## Written request
Count how many lines in the items below contain the string "window". Reply with the number alone.

(Boundary labeling items)
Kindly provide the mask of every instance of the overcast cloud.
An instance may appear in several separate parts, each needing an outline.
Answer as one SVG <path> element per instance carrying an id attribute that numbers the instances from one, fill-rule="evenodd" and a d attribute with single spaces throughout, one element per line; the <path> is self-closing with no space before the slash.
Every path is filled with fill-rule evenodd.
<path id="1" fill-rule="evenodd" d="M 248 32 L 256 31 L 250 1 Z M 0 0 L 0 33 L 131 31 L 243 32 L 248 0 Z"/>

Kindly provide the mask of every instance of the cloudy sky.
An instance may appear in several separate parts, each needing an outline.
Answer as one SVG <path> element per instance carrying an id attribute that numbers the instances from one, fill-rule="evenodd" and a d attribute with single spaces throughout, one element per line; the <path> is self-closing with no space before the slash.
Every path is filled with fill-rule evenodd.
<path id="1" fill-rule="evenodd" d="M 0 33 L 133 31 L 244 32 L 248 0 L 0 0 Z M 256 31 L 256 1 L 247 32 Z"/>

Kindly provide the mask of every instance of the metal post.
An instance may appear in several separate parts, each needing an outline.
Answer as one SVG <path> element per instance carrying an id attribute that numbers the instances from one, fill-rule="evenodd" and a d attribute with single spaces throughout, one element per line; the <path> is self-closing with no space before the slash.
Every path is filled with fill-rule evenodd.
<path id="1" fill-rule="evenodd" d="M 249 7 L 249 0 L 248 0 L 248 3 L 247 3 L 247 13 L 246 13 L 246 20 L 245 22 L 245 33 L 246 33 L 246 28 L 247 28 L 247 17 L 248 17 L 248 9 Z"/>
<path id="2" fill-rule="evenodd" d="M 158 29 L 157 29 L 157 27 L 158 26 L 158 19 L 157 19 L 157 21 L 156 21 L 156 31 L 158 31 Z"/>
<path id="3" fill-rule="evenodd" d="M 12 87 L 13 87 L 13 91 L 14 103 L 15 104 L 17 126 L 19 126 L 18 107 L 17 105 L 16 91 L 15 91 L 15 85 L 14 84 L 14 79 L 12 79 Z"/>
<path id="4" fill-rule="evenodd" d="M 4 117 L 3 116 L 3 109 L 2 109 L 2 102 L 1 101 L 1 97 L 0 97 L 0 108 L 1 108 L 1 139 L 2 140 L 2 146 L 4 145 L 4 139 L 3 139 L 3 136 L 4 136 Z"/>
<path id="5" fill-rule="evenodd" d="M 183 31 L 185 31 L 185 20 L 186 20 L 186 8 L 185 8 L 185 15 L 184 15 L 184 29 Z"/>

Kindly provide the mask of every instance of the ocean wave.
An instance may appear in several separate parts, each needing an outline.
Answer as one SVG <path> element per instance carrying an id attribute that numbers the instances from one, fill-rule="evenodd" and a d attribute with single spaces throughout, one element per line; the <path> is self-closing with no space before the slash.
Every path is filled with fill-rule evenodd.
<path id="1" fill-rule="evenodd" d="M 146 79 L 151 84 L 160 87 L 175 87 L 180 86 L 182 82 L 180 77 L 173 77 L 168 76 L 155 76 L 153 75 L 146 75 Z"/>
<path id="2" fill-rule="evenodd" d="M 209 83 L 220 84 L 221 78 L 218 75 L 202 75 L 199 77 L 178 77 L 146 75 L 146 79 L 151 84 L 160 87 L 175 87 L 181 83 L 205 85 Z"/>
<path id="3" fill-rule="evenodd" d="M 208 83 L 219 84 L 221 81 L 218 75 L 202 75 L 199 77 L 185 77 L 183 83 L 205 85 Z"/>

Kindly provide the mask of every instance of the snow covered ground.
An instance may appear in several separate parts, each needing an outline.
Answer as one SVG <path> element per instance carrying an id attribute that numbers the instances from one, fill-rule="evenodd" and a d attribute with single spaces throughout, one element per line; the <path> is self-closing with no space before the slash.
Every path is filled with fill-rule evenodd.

...

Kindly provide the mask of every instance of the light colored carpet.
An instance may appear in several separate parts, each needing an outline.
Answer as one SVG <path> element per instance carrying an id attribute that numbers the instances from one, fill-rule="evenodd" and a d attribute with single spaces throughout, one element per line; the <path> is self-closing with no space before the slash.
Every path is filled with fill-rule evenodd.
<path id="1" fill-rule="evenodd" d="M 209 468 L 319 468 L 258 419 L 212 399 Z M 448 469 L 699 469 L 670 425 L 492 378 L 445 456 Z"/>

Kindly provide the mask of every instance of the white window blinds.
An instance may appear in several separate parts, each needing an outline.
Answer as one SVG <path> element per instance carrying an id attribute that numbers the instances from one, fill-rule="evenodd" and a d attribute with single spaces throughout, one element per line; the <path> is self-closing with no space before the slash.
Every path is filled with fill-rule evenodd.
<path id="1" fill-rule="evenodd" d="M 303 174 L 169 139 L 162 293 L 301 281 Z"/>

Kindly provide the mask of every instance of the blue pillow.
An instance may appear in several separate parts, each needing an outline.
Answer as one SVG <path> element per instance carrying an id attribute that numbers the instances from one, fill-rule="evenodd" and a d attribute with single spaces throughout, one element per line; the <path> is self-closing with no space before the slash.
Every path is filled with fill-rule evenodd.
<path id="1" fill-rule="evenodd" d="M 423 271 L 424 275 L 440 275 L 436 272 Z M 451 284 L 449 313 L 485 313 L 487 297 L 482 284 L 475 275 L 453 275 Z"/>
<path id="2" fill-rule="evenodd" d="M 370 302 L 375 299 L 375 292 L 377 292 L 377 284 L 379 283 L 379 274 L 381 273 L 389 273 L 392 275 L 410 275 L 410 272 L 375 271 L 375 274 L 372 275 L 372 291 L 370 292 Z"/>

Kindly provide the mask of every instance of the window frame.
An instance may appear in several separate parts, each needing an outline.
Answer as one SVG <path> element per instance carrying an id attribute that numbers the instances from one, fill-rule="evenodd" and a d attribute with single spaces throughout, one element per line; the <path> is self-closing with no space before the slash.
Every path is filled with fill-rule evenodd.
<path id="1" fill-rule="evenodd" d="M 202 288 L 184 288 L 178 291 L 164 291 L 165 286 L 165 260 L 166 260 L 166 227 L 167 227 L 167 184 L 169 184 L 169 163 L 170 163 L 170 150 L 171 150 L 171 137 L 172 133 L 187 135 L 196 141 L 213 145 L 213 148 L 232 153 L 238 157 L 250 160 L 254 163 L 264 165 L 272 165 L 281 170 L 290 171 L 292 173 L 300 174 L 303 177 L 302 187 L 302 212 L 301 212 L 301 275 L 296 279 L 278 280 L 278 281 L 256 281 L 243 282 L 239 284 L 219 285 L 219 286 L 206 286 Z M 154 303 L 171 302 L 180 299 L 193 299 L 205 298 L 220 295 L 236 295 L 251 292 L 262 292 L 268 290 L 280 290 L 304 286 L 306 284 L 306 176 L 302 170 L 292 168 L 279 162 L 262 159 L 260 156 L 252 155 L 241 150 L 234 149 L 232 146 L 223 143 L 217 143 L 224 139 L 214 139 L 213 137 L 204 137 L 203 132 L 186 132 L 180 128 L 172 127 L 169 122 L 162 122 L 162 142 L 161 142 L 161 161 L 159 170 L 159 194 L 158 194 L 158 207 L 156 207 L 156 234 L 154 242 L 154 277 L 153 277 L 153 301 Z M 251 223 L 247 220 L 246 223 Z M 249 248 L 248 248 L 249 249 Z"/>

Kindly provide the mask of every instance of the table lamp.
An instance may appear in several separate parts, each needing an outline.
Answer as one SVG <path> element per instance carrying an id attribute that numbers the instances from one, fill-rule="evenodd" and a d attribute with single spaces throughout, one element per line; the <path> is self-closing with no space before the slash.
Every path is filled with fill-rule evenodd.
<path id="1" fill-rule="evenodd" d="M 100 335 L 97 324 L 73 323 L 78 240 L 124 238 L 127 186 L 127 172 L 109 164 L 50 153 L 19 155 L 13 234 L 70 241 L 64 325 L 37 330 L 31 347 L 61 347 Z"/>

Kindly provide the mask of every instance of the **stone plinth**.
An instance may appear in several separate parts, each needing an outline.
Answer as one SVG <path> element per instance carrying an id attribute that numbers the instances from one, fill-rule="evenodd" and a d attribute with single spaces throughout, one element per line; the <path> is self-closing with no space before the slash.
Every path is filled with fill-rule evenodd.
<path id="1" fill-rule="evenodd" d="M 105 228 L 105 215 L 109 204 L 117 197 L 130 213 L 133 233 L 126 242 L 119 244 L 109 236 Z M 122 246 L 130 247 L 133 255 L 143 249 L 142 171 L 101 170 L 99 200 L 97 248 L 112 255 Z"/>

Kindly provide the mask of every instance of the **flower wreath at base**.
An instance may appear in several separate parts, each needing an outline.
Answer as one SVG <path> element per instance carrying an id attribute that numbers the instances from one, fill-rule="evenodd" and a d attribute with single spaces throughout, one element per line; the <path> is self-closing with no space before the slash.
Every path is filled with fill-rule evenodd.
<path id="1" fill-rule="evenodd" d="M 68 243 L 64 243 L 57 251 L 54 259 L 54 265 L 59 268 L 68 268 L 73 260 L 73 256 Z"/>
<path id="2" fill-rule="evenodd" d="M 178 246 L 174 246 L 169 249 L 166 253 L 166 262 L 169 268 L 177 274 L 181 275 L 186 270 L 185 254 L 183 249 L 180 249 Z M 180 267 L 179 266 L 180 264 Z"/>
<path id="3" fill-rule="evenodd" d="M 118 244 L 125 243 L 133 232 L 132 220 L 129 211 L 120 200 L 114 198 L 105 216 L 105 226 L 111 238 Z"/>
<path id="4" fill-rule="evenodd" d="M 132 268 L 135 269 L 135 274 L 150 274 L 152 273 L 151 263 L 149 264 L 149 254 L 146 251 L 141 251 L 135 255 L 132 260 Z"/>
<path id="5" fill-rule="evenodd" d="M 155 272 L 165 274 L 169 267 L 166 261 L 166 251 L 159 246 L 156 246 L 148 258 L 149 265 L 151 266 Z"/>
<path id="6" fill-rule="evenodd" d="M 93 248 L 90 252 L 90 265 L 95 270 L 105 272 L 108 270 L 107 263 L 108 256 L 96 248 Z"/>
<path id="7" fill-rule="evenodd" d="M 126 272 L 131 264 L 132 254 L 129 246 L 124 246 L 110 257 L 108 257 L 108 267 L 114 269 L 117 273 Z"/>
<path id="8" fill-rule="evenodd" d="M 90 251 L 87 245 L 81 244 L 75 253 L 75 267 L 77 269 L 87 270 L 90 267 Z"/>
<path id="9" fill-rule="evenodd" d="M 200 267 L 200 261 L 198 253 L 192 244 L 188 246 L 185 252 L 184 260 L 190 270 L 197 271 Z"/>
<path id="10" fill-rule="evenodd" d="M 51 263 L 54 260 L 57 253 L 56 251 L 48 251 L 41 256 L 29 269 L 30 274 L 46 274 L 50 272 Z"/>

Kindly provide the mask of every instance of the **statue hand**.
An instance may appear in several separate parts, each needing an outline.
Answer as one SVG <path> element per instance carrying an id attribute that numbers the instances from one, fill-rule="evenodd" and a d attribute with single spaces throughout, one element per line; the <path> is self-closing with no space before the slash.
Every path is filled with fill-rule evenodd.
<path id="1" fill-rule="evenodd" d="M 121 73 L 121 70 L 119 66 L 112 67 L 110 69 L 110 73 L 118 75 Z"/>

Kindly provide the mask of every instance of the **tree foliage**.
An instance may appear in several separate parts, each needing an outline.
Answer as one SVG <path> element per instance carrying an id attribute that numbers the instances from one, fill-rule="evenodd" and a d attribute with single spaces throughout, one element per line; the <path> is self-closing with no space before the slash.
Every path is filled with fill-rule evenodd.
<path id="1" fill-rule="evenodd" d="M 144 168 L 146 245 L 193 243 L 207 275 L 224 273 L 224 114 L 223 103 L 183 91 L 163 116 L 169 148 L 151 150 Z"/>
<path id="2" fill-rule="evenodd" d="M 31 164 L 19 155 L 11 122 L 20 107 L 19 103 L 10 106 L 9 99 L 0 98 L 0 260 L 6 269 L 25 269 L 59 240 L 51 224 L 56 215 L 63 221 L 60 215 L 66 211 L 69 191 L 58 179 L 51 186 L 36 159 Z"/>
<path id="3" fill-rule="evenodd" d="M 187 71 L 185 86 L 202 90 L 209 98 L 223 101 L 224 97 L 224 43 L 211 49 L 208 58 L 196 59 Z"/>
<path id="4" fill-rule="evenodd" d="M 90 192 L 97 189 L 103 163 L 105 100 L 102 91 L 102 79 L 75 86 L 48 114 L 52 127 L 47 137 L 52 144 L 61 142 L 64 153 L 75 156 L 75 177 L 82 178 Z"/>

## Solution to this task
2